What you need to do -
Write the data out again, matching every line exactly.

=== Section Start ===

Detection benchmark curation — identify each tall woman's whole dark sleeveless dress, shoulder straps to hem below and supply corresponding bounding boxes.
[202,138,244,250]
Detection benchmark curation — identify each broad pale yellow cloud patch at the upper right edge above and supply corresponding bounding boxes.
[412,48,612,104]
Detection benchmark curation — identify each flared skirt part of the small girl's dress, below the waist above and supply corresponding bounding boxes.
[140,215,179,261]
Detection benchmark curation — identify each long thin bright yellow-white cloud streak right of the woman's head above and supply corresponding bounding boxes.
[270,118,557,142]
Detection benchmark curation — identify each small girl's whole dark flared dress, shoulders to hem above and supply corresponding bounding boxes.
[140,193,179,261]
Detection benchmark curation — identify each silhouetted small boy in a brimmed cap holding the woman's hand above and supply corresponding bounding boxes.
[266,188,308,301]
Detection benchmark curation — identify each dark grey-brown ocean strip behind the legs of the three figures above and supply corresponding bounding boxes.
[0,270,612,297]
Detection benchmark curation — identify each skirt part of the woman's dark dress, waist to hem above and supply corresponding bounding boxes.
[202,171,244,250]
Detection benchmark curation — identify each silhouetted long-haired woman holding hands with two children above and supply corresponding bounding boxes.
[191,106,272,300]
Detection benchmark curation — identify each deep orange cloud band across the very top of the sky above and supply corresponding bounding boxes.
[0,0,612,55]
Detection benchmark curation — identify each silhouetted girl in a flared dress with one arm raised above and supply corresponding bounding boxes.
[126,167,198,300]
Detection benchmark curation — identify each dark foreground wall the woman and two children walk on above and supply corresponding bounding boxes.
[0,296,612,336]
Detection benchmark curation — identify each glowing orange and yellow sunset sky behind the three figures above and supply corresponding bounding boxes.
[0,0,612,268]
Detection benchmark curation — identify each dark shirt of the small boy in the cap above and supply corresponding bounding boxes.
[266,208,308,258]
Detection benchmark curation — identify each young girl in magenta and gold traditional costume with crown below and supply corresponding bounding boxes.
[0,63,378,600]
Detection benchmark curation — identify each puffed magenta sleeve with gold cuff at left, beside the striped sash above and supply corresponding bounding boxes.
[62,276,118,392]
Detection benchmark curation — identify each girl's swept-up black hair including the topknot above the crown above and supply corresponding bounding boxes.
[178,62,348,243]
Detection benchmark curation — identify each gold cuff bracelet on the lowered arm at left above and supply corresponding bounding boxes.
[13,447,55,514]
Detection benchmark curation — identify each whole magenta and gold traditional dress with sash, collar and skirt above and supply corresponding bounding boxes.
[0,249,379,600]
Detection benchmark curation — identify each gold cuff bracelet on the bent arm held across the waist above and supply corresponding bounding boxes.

=== Section End ===

Task result -
Detection benchmark curation — identify each tall woman's whole dark sleeveless dress, shoulder straps to hem below and supply corresponding bounding boxes.
[202,138,244,250]
Detection benchmark curation — identify each broad pale yellow cloud patch at the upper right edge above and supply corresponding bounding boxes.
[412,48,612,104]
Detection benchmark curation — identify each flared skirt part of the small girl's dress, below the waist above and supply corresponding bounding boxes.
[140,215,179,261]
Detection benchmark curation — identify each long thin bright yellow-white cloud streak right of the woman's head above and supply corresponding bounding boxes.
[270,118,557,142]
Detection benchmark curation — identify each small girl's whole dark flared dress, shoulders to hem above and supply corresponding bounding boxes.
[140,193,179,261]
Detection benchmark curation — identify each silhouetted small boy in a brimmed cap holding the woman's hand above and supply corresponding bounding boxes.
[266,188,308,301]
Detection benchmark curation — identify each dark grey-brown ocean strip behind the legs of the three figures above and supply corresponding bounding boxes.
[0,270,612,297]
Detection benchmark curation — identify each skirt part of the woman's dark dress, waist to hem above and supply corresponding bounding boxes.
[202,171,244,250]
Detection benchmark curation — identify each silhouetted long-haired woman holding hands with two children above and supply corresponding bounding boxes.
[191,106,272,300]
Detection benchmark curation — identify each deep orange cloud band across the very top of the sky above and supply corresponding bounding boxes.
[0,0,612,55]
Detection benchmark curation — identify each silhouetted girl in a flared dress with one arm raised above and supply corresponding bounding boxes.
[126,167,198,300]
Detection benchmark curation — identify each dark foreground wall the woman and two children walk on above and supply corresponding bounding boxes.
[0,296,612,336]
Detection benchmark curation — identify each glowing orange and yellow sunset sky behind the three figures above and supply corresponding bounding boxes.
[0,0,612,268]
Detection benchmark curation — identify each dark shirt of the small boy in the cap above and supply corresponding bounding boxes.
[266,208,308,258]
Detection benchmark curation — identify each young girl in magenta and gold traditional costume with crown below and supply corresponding bounding boxes.
[0,63,378,600]
Detection benchmark curation — identify each puffed magenta sleeve with gold cuff at left, beside the striped sash above and supply corresponding bounding boxes.
[62,276,118,392]
Detection benchmark curation — identify each girl's swept-up black hair including the topknot above the crown above and supply corresponding bounding boxes.
[178,62,348,243]
Detection benchmark curation — identify each gold cuff bracelet on the lowered arm at left above and supply corresponding bounding boxes.
[13,447,55,514]
Detection benchmark curation — identify each whole magenta and gold traditional dress with sash, collar and skirt above and supply corresponding bounding boxes.
[0,249,379,600]
Detection benchmark curation — identify each gold cuff bracelet on the bent arm held across the waist above and supply corresponding bounding boxes.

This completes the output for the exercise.